◆ **Texte fourni**
Les négociations sur les prix et les prix aussi, tout ça a bien changé et pas en faveur des transporteurs. J’ai appris récemment que Volvo avait provisionné je ne sais plus quelle somme assez importante en prévision d’une possible amende pour entente sur les prix (je ne sais plus quels sont les autres fabricants concernés) il est quand même dommage que des industiels, au lieu de faire le prix juste préfèrent s’entendre à la hausse et payer une amende plûtot que faire béneficier leurs clients d’un prix étudié. Celà tient de la mentalité haute finance, trader, coup de bluff !!!

J’étais étonnée de la facilité avec laquelle j’ai réalisé cet achat, totalement néophyte en la matiére que j’étais ! L’assureur aussi a été sympa puisqu’il m’a appliqué un bonus de 50%. Je suis restée 3 ans en contrat et j’ai bien travaillé et gagné !! Je me suis bien gardée de demander un second contrat en embauchant un chauffeur, je ne suis pas capable et n’ai pas envie de prendre ce genre de responsabilité, sans compter que je n’ai confiance qu’en moi-même et en tant qu’égoïste, je ne veux pas partager mon plaisir.

J’ai eu ensuite l’envie d’aller un peu plus loin et j’ai trouvé un affrêteur : Tpts Jouchoux qui faisait Espagne/Allemagne, souvenez-vous, il avait des frigos jaunes sur les côtés desquels étaient peintes des Ferrari ! ça vous rappelle quelque chose les anciens ?

Quelques fois c’est un peu étroit, je suis quand même arrivée à sortir de la cabine pour prendre la photo.

Donc, 07/87 premier voyage en Espagne, avec une savoyarde de location car mon frigo ne sera livré qu’en septembre. Passage de frontière à Irun, le banquier m’ayant assuré que ma CB passait partout en E. Je me suis pointée avec une autonomie restreinte à la frontière en pensant que la 1ère station (voire la seconde) serait la bonne, (sachant le gazole moins cher en Espagne et étant économe de nature !) eh bien pas tout-à-fait, c’est ce que j’ai appris dans un routier où des collègues m’ont dit que la station qui acceptait les paiements CB était un peu trop loin pour moi; heureusement un collègue compatissant a bien voulu me donner de l’argent liquide en échange d’un chèque… Je le remercie encore. Pensez bien qu’ensuite on ne m’y a pas repris, j’ai toujours pris mes précautions avec de l’argent liquide, ça sert de leçon !

◆ **Données enregistrées**
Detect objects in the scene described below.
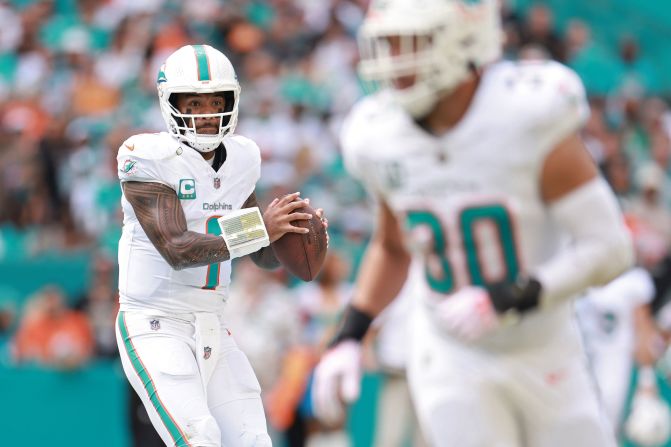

◆ **Consignes**
a – Dans le récit sur le métier de transporteur, quel bonus l'assureur a-t-il accordé à la narratrice ?
b – Prolongez le récit sur le métier de transporteur à partir de l'endroit où il s'arrête.

◆ **Réponses**
a – Un bonus de 50 %.

b –
Pendant des années, avec le frigo (je préfère à la savoyarde : il n’y a qu’à ouvrir les portes !! Je suis un peu flemmarde ! je vais rouler entre l’Espagne,l’Allemagne et le Portugal et un peu d’Autriche.

Je change d’affrêteur et je travaille pour Leible (Offenburg) mais le trafic est le même : il m’arrive très souvent de vider au Portugal (Lisbonne ou Porto ) et de descendre jusqu’à El Ejido ou Valencia ou Murcia suivant les saisons, ça fait un paquet de Km à vide mais à l’époque ça restait d’une bonne rentabilité, il faut dire qu’on ne respectait pas grand chose mais quand on aime on ne compte pas et le résultat était payant ça encourage… Partir de Lisbonne après le dédouanement (qu’est-ce qu’on a pu attendre ici et là en douane, moi je n’ai jamais regretté l’ouverture des frontières…) et le déchargement ça poussait déjà un peu tard dans l’après-midi et il fallait tracer un peu si on voulait passer la frontière à Rosal de la Frontera avant la fermeture nocturne ! Bon c’était une époque on se prenait un peu pour des cow-boys ! Dans mes « statistiques » à chaque montée au moins un camion au tas… , allemand, français ou espagnol… J’ai eu beaucoup de chance quelquefois ! Ah les belles années 90 !!!

Camion volant, le transporteur faisait des navettes et pour ne pas soulever la bâche à chaque fois il avait installé un système à vérins.
Astucieux !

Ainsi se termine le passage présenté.